Article>
Skip to content
  • Ömer Sinan Ağacan's avatar
    Fix global_link of TSOs for threads reachable via dead weaks · cfcc3c9a
    Ömer Sinan Ağacan authored and Marge Bot's avatar Marge Bot committed
    Fixes #17785
    
    Here's how the problem occurs:
    
    - In generation 0 we have a TSO that is finished (i.e. it has no more
      work to do or it is killed).
    
    - The TSO only becomes reachable after collectDeadWeakPtrs().
    
    - After collectDeadWeakPtrs() we switch to WeakDone phase where we don't
      move TSOs to different lists anymore (like the next gen's thread list
      or the resurrected_threads list).
    
    - So the TSO will never be moved to a generation's thread list, but it
      will be promoted to generation 1.
    
    - Generation 1 collected via mark-compact, and because the TSO is
      reachable it is marked, and its `global_link` field, which is bogus at
      this point (because the TSO is not in a list), will be threaded.

Extracted data>
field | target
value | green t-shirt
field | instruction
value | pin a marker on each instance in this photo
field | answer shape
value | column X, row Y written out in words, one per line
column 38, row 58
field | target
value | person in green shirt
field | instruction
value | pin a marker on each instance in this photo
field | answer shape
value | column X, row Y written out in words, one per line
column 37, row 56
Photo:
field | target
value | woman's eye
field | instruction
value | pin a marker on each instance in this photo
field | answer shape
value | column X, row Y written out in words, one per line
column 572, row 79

* * *

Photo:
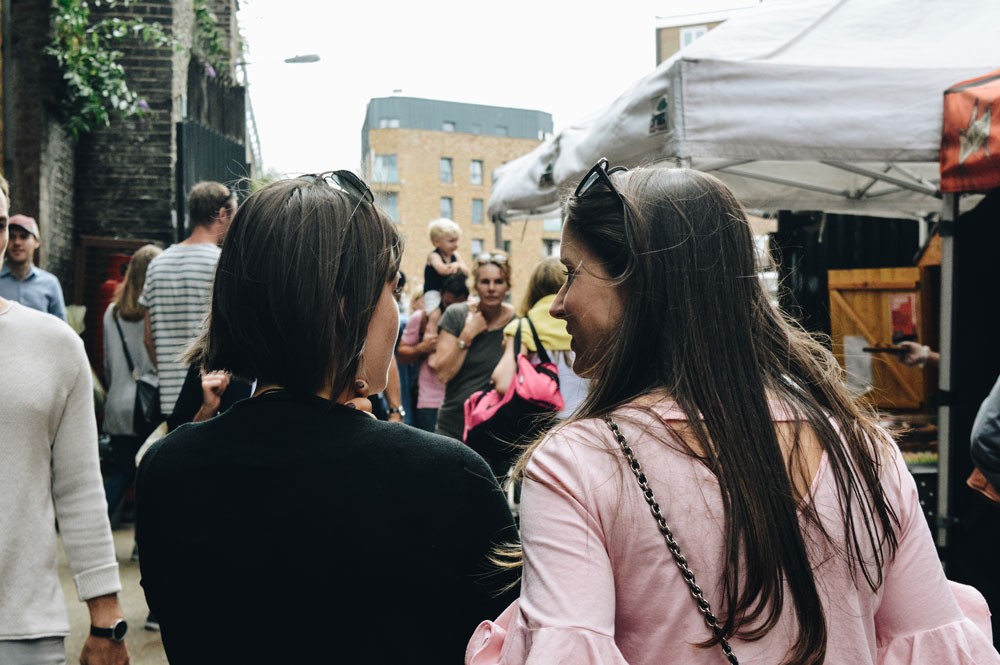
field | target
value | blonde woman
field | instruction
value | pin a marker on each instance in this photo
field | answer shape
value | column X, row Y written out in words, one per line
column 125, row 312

==

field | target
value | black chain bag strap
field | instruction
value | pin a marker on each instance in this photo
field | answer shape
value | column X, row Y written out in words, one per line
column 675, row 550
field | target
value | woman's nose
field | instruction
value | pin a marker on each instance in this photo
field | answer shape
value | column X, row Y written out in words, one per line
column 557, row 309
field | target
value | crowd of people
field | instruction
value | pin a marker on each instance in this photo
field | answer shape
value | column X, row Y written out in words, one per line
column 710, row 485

The tasks>
**a)** Answer these questions using the commit message:
(i) Which issue number does the change fix?
(ii) Which phase begins after collectDeadWeakPtrs()?
(iii) How is generation 1 collected?
**b)** Does each statement agree with the commit message? Answer yes or no, and quote the words that decide it.
(i) In the WeakDone phase, TSOs are still moved to the resurrected_threads list.
(ii) The TSO is promoted to generation 1.
(iii) A finished TSO is one with no more work to do or one that has been killed.

Exercise results>
**a)**
(i) #17785
(ii) The WeakDone phase.
(iii) Via mark-compact.

**b)**
(i) No: "we don't move TSOs to different lists anymore"
(ii) Yes: "it will be promoted to generation 1"
(iii) Yes: "it has no more work to do or it is killed"